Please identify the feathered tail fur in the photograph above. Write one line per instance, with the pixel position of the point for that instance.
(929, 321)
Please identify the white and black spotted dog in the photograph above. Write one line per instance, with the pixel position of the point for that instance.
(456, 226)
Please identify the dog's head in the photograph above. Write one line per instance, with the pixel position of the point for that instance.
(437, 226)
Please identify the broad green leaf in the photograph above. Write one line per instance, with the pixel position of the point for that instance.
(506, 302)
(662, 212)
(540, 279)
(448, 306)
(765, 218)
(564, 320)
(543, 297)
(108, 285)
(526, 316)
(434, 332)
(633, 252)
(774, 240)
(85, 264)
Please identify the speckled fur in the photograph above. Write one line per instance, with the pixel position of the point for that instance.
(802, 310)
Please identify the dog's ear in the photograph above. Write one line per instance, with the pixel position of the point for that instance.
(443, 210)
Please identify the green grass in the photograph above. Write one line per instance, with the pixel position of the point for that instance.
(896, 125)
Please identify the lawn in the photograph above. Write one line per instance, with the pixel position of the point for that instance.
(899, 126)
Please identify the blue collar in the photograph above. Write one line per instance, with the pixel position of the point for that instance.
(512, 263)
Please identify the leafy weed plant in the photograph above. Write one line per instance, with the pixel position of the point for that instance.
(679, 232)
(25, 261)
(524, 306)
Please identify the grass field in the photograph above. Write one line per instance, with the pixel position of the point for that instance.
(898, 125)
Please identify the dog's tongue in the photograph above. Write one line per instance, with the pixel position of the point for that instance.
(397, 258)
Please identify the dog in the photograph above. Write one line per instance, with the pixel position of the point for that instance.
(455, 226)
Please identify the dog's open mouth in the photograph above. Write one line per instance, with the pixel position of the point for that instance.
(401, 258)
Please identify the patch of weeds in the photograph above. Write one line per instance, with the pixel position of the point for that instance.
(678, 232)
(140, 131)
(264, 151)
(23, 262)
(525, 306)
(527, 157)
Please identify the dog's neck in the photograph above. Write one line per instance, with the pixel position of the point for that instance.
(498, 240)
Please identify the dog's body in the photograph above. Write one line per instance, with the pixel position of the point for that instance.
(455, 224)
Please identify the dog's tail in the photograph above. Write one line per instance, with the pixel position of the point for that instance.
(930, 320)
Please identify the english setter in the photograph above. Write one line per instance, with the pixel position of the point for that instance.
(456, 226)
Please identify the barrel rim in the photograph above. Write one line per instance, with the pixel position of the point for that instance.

- - -

TASK GOAL >> Write out all the entries exactly.

FULL SOLUTION >>
Please identify the feathered tail fur in the photograph above. Write one line per instance, with the pixel position of the point for that instance.
(929, 321)
Please identify the white and black spotted dog in the photograph above. Write one line per instance, with the pixel position of the point for that instance.
(456, 226)
Please identify the dog's head in the photograph above. Write one line per instance, with the pixel position of the point for that instance.
(437, 226)
Please identify the broad green leaf in the photograph above. Write one line per instance, with the pixel position of the point for that instance.
(506, 302)
(662, 212)
(540, 279)
(448, 306)
(765, 218)
(564, 320)
(543, 297)
(108, 285)
(526, 316)
(434, 332)
(633, 252)
(774, 240)
(85, 264)
Please identify the speckled fur in the photograph above. Write one line per instance, with the pixel position of the point for that instance.
(802, 310)
Please identify the dog's ear in the photograph above. Write one line per instance, with the pixel position of the point for that instance.
(443, 210)
Please identify the green grass in the photograph above. Write one line per instance, with the pixel position of the point for that instance.
(896, 125)
Please identify the lawn in the photograph above. Write one line per instance, with the pixel position of the point for that instance.
(899, 126)
Please identify the blue collar in the photograph above. Write one line per instance, with the pixel position of the point for that instance.
(512, 263)
Please identify the leafy weed plant in the photograph above. Write one line per instance, with the pixel position of the point for that instance.
(679, 232)
(25, 261)
(524, 306)
Please identify the grass field in the photograph above. Write one line per instance, with the pixel position of the point for that instance.
(898, 125)
Please identify the dog's tongue in the photograph above. Write one line per instance, with the pixel position of the point for that instance.
(397, 258)
Please identify the dog in the photograph above. Write one line per instance, with the pixel position of the point for that instance.
(455, 226)
Please identify the dog's open mouth in the photograph above. Write one line per instance, with the pixel position of the point for that instance.
(401, 258)
Please identify the patch of weeds in the photograph above. Write one line per instance, with the pixel position of the point for that instance.
(678, 232)
(140, 131)
(264, 151)
(23, 262)
(525, 306)
(527, 157)
Please identify the dog's neck in the photograph above. Write one line per instance, with the pixel position of the point for that instance.
(498, 240)
Please identify the dog's body in the photograph above. Write one line per instance, with the pixel position of the point for that instance.
(455, 224)
Please identify the dog's tail in the photograph above. Write one line per instance, with the pixel position of the point for that instance.
(930, 320)
Please identify the english setter in the photograph above. Write one line per instance, with the pixel position of the point for that instance.
(456, 226)
Please identify the barrel rim in the photograph above. Write one line per instance, with the pixel position of the point for that instance.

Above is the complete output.